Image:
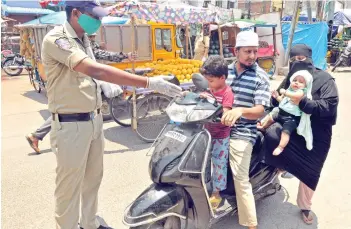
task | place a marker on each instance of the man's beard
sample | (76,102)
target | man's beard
(244,66)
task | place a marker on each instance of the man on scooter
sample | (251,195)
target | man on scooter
(251,89)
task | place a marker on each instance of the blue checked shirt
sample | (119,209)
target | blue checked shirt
(250,88)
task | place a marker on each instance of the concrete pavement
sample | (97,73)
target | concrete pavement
(28,179)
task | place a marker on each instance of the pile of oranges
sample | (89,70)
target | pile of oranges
(181,68)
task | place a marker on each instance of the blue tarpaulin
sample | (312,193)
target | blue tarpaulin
(60,18)
(313,35)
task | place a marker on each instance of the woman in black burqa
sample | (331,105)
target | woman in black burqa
(296,159)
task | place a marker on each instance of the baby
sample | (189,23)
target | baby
(289,114)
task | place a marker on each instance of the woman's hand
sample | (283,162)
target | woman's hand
(282,91)
(230,117)
(296,100)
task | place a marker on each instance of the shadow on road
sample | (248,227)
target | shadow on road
(39,97)
(124,136)
(272,212)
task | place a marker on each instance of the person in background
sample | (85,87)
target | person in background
(202,44)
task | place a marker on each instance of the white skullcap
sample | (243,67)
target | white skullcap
(246,38)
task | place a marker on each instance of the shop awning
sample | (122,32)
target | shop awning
(6,10)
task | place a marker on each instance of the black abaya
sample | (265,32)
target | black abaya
(304,164)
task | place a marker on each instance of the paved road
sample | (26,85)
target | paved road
(28,179)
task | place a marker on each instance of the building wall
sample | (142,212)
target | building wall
(256,7)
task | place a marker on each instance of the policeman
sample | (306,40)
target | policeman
(101,54)
(74,100)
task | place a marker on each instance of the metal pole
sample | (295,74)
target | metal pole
(249,11)
(309,11)
(292,31)
(134,121)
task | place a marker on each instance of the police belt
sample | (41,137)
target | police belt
(78,117)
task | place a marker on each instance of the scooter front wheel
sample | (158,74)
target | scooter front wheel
(171,222)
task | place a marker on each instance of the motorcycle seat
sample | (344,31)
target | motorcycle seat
(10,55)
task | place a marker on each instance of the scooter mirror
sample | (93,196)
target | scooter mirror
(200,82)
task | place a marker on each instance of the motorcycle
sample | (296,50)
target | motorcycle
(345,55)
(14,64)
(180,168)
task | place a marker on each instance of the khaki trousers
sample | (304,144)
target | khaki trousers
(239,158)
(79,148)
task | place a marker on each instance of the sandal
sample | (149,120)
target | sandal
(307,217)
(32,143)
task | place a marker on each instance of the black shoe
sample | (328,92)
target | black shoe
(101,227)
(287,175)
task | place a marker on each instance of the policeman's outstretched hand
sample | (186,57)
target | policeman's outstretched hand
(160,85)
(132,56)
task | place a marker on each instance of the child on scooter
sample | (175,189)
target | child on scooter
(215,70)
(289,115)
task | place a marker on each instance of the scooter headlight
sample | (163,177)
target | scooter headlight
(197,115)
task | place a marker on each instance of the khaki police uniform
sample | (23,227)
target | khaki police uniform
(76,136)
(201,44)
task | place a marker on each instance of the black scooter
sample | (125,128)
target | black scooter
(180,169)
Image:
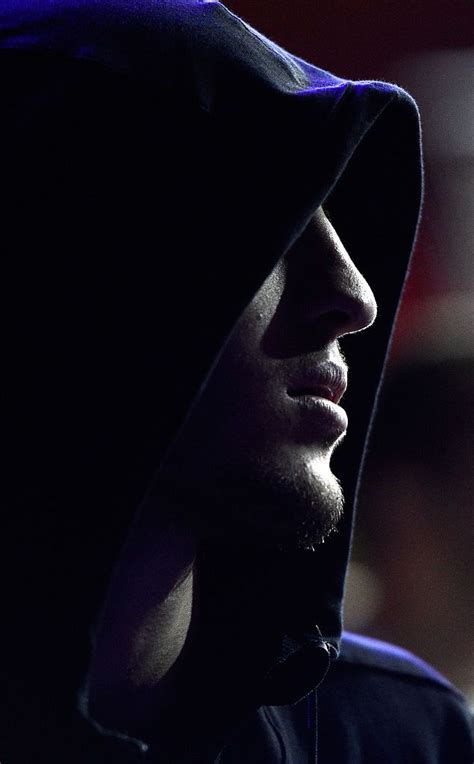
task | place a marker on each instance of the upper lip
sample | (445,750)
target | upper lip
(326,379)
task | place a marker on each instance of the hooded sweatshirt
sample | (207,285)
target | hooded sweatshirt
(120,121)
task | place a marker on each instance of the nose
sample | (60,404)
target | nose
(333,294)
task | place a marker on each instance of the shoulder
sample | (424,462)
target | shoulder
(374,654)
(391,706)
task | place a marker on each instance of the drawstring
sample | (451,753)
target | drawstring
(312,715)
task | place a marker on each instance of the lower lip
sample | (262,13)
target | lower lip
(328,417)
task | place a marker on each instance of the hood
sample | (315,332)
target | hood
(136,136)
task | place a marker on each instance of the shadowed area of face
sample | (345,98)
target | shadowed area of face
(252,461)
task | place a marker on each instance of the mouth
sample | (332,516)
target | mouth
(326,380)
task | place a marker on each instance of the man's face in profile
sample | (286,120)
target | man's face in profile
(252,462)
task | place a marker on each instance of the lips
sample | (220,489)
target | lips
(325,380)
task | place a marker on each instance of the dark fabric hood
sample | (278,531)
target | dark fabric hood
(135,136)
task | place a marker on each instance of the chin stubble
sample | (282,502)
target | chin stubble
(261,505)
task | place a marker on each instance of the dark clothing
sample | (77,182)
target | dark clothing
(120,118)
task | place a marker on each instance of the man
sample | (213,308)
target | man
(189,213)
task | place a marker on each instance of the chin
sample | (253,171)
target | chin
(285,503)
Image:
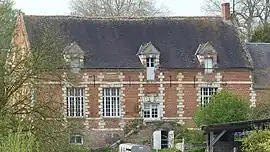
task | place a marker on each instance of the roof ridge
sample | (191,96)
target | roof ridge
(126,17)
(260,43)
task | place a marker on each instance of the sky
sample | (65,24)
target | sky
(61,7)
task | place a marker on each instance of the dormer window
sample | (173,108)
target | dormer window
(74,57)
(207,57)
(150,62)
(75,65)
(149,57)
(208,65)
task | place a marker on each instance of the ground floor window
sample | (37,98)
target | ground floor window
(163,139)
(75,102)
(151,111)
(76,139)
(111,102)
(206,94)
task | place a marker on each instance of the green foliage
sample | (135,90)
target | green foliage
(77,148)
(190,136)
(166,150)
(194,136)
(7,24)
(19,141)
(261,111)
(261,34)
(257,141)
(104,150)
(223,107)
(197,149)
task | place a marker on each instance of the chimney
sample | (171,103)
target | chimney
(225,11)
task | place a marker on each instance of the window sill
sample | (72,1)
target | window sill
(151,120)
(114,117)
(70,117)
(76,143)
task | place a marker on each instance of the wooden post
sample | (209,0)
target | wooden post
(211,145)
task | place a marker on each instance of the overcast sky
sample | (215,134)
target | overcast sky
(61,7)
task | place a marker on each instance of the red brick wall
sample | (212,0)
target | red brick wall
(190,100)
(131,100)
(170,93)
(171,101)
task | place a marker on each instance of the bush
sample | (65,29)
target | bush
(77,148)
(197,149)
(166,150)
(19,142)
(104,150)
(257,141)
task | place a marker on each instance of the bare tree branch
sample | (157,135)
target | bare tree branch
(248,13)
(106,8)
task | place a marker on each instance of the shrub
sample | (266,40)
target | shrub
(77,148)
(257,141)
(19,142)
(197,149)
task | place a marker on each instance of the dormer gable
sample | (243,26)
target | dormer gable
(148,49)
(73,48)
(149,57)
(74,56)
(148,52)
(207,57)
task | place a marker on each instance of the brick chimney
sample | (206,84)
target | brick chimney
(225,11)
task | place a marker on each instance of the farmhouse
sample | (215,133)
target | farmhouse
(155,69)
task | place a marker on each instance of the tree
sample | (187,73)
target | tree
(22,71)
(261,34)
(107,8)
(247,15)
(223,107)
(257,141)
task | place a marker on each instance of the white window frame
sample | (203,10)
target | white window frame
(75,101)
(206,94)
(150,62)
(150,68)
(151,107)
(75,136)
(111,102)
(208,65)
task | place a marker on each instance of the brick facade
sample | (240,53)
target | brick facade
(179,90)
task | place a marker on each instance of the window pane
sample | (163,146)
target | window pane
(75,101)
(78,139)
(206,94)
(72,139)
(111,104)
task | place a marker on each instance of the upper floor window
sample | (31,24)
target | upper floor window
(206,94)
(208,65)
(111,102)
(151,111)
(76,139)
(75,102)
(150,70)
(150,62)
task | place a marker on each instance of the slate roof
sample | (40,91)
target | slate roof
(260,54)
(114,42)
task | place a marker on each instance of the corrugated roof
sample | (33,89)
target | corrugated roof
(260,54)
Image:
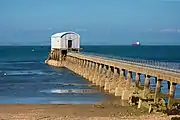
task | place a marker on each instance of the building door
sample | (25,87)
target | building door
(69,43)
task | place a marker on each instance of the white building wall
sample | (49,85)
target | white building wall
(55,43)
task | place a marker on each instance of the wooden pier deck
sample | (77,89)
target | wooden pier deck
(115,76)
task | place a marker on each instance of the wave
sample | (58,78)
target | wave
(30,72)
(12,62)
(61,91)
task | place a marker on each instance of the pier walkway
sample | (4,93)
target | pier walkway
(115,76)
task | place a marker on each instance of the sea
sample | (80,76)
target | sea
(26,79)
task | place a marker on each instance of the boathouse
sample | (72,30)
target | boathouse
(65,41)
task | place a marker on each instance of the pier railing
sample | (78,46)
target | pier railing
(167,66)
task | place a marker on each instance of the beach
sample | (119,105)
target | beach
(75,112)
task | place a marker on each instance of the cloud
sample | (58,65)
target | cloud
(49,28)
(172,30)
(80,30)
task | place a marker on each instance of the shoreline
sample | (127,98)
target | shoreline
(75,111)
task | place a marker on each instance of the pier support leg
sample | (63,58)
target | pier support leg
(120,85)
(158,90)
(137,82)
(95,76)
(129,78)
(104,72)
(107,79)
(171,94)
(91,71)
(99,75)
(146,86)
(113,82)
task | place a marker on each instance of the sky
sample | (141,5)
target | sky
(99,22)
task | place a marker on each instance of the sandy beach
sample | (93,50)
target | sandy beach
(75,112)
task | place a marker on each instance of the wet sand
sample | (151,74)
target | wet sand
(75,112)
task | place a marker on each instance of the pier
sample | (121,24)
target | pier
(115,76)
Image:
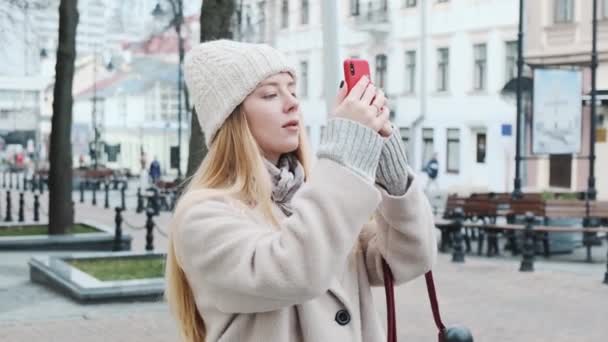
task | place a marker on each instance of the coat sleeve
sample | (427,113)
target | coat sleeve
(239,266)
(403,233)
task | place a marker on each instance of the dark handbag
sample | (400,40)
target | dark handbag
(451,334)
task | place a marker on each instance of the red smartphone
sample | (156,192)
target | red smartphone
(354,69)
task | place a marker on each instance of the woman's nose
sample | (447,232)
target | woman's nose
(291,104)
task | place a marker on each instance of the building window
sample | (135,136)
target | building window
(405,138)
(510,60)
(410,71)
(305,11)
(443,64)
(262,21)
(479,74)
(304,79)
(481,148)
(284,13)
(354,7)
(381,70)
(453,151)
(564,11)
(428,148)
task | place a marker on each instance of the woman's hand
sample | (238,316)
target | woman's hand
(364,104)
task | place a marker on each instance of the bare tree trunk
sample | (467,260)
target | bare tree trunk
(215,24)
(61,215)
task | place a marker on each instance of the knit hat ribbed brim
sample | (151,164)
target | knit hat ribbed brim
(220,74)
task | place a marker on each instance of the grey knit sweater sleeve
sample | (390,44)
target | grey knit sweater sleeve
(392,172)
(353,145)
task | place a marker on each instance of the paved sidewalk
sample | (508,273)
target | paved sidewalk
(559,302)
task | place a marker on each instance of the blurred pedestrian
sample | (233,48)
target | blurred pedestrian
(432,171)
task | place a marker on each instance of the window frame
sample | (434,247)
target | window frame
(449,140)
(410,71)
(480,67)
(443,69)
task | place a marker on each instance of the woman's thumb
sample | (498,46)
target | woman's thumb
(342,92)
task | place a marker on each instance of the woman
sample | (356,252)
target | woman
(266,246)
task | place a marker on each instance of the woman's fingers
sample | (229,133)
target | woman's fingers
(369,94)
(386,130)
(357,92)
(380,99)
(382,119)
(342,93)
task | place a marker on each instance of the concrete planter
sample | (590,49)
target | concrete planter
(55,272)
(103,240)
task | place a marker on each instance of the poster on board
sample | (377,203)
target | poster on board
(557,111)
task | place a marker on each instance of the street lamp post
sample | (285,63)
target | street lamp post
(177,20)
(520,64)
(591,191)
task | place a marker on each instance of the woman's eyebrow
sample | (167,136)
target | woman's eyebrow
(277,84)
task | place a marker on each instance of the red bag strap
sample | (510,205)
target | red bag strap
(389,288)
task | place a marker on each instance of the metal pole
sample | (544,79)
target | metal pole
(520,63)
(331,52)
(591,191)
(94,114)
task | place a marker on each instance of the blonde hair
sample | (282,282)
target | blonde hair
(233,166)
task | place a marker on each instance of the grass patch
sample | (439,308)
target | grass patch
(128,268)
(42,230)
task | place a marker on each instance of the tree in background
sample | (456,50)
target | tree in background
(61,215)
(215,23)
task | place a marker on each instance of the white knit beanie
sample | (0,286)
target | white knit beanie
(221,73)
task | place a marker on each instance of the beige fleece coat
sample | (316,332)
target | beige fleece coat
(310,280)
•••
→ **Exercise requirements**
Reproduce only the lines above, starting at the line with "sample | (238,316)" and ending at the line with "the window frame", exactly as written.

→ **Answer to this problem**
sample | (238,316)
target | woman's hand
(364,104)
task | place a marker on each instance of the bare tree trunk
sample | (467,260)
target | bare tree trunk
(215,24)
(61,215)
task | place a marker on each instance of the knit hat ribbed brim
sample | (151,164)
target | knit hat ribbed brim
(220,74)
task | place a marker on each instance of the grey knit sweater sleeve
sample | (390,44)
target | grey knit sweater sleeve
(392,172)
(353,145)
task | place a marker on each instance of the paved sidewalk
sample | (508,273)
target | paved sidewalk
(559,302)
task | place a marker on each instance of the blurred pedestrian
sample | (233,48)
target | blurred pedestrian
(432,171)
task | place a marker on each instance of the window frame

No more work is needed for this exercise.